Given instruction
Can the data below be set down again exactly, line for line?
##### Dataset records
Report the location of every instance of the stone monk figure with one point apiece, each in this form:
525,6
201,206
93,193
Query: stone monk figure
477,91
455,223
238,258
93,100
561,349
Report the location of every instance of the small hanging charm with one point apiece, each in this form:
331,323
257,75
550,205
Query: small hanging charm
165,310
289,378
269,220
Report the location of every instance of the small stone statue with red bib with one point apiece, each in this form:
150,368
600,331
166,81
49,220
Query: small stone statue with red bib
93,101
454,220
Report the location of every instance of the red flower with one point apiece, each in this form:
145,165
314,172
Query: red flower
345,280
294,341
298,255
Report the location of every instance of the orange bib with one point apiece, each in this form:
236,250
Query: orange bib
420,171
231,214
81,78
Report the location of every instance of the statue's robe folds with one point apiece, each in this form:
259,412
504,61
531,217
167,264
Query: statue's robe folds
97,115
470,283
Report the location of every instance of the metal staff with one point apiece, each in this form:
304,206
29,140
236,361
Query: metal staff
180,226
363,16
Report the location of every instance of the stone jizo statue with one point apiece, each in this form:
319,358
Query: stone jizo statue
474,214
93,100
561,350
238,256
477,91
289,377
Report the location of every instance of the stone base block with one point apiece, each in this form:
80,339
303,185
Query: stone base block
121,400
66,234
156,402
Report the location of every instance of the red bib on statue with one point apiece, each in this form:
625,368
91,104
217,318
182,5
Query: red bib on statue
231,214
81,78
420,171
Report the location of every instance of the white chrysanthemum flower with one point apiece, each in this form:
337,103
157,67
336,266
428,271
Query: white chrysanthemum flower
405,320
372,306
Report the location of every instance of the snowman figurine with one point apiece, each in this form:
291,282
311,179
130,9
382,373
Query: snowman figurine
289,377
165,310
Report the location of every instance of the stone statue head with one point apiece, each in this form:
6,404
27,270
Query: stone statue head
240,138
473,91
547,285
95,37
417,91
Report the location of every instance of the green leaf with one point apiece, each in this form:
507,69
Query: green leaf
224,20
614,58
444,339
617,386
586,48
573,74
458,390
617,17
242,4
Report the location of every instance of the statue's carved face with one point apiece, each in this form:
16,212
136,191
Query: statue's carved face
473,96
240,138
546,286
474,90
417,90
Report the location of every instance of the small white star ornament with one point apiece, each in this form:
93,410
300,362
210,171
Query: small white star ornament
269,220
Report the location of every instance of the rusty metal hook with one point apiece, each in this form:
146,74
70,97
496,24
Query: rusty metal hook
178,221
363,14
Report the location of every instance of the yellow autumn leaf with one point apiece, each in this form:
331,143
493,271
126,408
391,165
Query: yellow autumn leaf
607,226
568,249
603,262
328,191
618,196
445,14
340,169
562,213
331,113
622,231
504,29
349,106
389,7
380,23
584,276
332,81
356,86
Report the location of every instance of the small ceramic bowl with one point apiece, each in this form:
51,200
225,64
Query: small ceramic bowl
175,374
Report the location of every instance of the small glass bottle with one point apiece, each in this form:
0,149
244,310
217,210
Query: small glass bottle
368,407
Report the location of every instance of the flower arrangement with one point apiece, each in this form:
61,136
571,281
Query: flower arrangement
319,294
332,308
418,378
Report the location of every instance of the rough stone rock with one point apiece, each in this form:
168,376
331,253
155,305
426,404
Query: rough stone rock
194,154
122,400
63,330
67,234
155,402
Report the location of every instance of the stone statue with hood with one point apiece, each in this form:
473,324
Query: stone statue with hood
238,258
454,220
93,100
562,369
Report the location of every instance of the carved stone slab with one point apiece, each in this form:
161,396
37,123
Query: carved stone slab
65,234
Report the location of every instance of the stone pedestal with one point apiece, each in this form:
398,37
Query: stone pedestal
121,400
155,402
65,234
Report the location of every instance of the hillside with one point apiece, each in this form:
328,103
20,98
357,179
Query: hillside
##########
Output
Report the location of every instance of the stone monk figure with one point apiece, each in this form:
525,6
201,206
93,193
Query: stone monk figure
477,91
455,223
238,258
93,100
561,349
Report the location of every instance of the small hanging charm with one point apiece, each in this form:
331,323
257,75
550,205
Query: small hanging charm
165,310
289,378
269,220
Report the location of every instance of the small stone statue with red bib with one point apiece, each in this form:
150,368
600,331
166,81
49,220
Query: small stone statue with red bib
93,101
454,220
Report the location of every instance of the red flower with one point apiece, each in this form:
145,165
314,172
Query: red flower
345,280
294,341
298,255
Report the location of every instance of the orange bib with one point apiece, each in this form:
236,250
Query: orange bib
420,171
231,214
81,78
Report the location of every instance of the statue's robe folds with one point apiece, each in this form:
259,412
504,61
531,217
167,264
Query: statue's robe folds
97,115
470,283
Report the location of every instance of the metal staff with one point apiece, each in this form:
304,206
29,140
236,361
Query: metal staff
180,226
363,16
Report the location of every instance of the stone jizo statue with one point apiece, each in this form:
319,358
Query: stone jizo statue
474,214
93,100
561,350
238,256
477,91
289,377
Report the location of every instance of the stone base block with one point apiece, each in this form:
80,339
303,185
Query: stone base block
121,400
66,234
156,402
Report the location of every instance of the red bib on statue with one point apiece, each in this form:
625,368
91,104
217,318
182,5
Query: red bib on statue
231,214
81,78
420,171
Report the location of every instance of the white chrysanthemum flower with one point apiece, each in this form:
337,103
157,67
336,266
428,271
Query: white chrysanthemum flower
405,320
372,306
Report the location of every instance of the snowman figurine with one point apiece, each in this form:
291,282
311,179
130,9
382,373
Query: snowman figurine
289,377
165,310
Report the location of every instance of the stone statue head with one point apiece, each in this form:
6,404
27,270
Query: stone statue head
240,138
473,91
547,285
95,37
417,91
Report the location of every instance of the green leaf with one point apiece, each in this form:
507,69
Query: green leaf
224,20
614,58
444,339
617,386
586,48
573,74
458,390
617,17
242,4
Report the location of every instance of the statue's carved face with one point apiece, each in this form:
16,212
136,191
Query: statue's carved face
473,96
240,138
546,286
474,90
417,90
Report the location of every instance of the small white star ornament with one point apiece, each in this form:
93,410
300,362
210,171
Query: small white star ornament
269,220
Report the location of every instance of the rusty metal hook with one point apiece, each in this form:
146,74
70,97
496,24
Query: rusty metal hook
178,221
363,14
Report the location of every instance of the yellow autumn leaf with one point apiece, each in this form:
331,143
493,271
126,408
391,165
Query: yellow autumn leaf
607,226
568,249
603,262
328,191
618,196
445,14
340,169
562,213
331,113
622,231
504,29
349,106
389,7
380,23
584,276
332,81
356,86
Report the location of every instance of the small ceramic bowl with one point apiece, each in this form:
51,200
225,64
Query: small ceramic bowl
175,374
Report the location of every instance of the small glass bottle with one point apiece, each in this form:
0,149
244,310
217,210
Query: small glass bottle
368,407
Report the location of every instance of the flower arrangement with one point apiece, each in this form:
61,136
571,281
Query: flower arrangement
319,294
332,308
418,378
Report the location of every instance of the rough stone rock with one point apiece, each in this form:
168,376
331,253
155,305
426,404
Query: rough stone rock
194,154
122,400
63,330
67,234
155,402
Report the location of every instance of the stone statue with hood with one point apiece, each in this form:
473,324
Query: stone statue with hood
238,258
454,220
93,100
562,369
Report the location of every instance of the carved stone slab with one point apiece, each in this form:
161,396
37,123
Query: carved stone slab
65,234
Report the location of every instance of the stone pedestal with one point apiece, each in this form:
398,37
Query: stone pedestal
121,400
155,402
65,234
Report the location of every instance of the hillside with one point apiece, each in this form:
328,103
20,98
357,179
Query: hillside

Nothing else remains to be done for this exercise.